## Textabschnitt
------------------------
Bochum im Ein-Euro-Jobber-Rausch

junge Welt vom 30.03.2005

Im Ein-Euro-Jobber-Rausch

Bochumer Schulverwaltung sieht keinen Anlaß, arbeitsrechtliche Standards einzuhalten. Der Personalrat strengt eine Klage vor dem Verwaltungsgericht an
Tomasz Konicz

Die Stadt Bochum setzt auf einen umfassenden Ausbau von Arbeitsgelegenheiten für ALG-II-Empfänger. Diese sogenannten Ein-Euro-Jobs dürfen nur zusätzlich zu regulärer Beschäftigung entstehen und sollen dem »Allgemeininteresse« dienen. Inzwischen sind 1000 Arbeitsgelegenheiten bei der örtlichen Arbeitsgemeinschaft für die Grundsicherung Arbeitssuchender (ARGE) gemeldet, von denen 600 bereits besetzt sind. An die 4000 sollen es schließlich in Bochum werden, berichteten die Ruhr-Nachrichten am 22. März.
------------------------
## Erfasste Daten

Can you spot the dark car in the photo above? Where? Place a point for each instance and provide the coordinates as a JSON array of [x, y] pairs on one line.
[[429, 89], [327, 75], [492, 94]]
------------------------
Schreib aus dem Text über die Ein-Euro-Jobs in Bochum den Teil Wort für Wort ab, der mit „Bochum im Ein-Euro-Jobber-Rausch“ beginnt, und hör nach „am 22. März.“ auf. Die Liste hat damit nichts zu tun.

## Endergebnis
Bochum im Ein-Euro-Jobber-Rausch

junge Welt vom 30.03.2005

Im Ein-Euro-Jobber-Rausch

Bochumer Schulverwaltung sieht keinen Anlaß, arbeitsrechtliche Standards einzuhalten. Der Personalrat strengt eine Klage vor dem Verwaltungsgericht an
Tomasz Konicz

Die Stadt Bochum setzt auf einen umfassenden Ausbau von Arbeitsgelegenheiten für ALG-II-Empfänger. Diese sogenannten Ein-Euro-Jobs dürfen nur zusätzlich zu regulärer Beschäftigung entstehen und sollen dem »Allgemeininteresse« dienen. Inzwischen sind 1000 Arbeitsgelegenheiten bei der örtlichen Arbeitsgemeinschaft für die Grundsicherung Arbeitssuchender (ARGE) gemeldet, von denen 600 bereits besetzt sind. An die 4000 sollen es schließlich in Bochum werden, berichteten die Ruhr-Nachrichten am 22. März.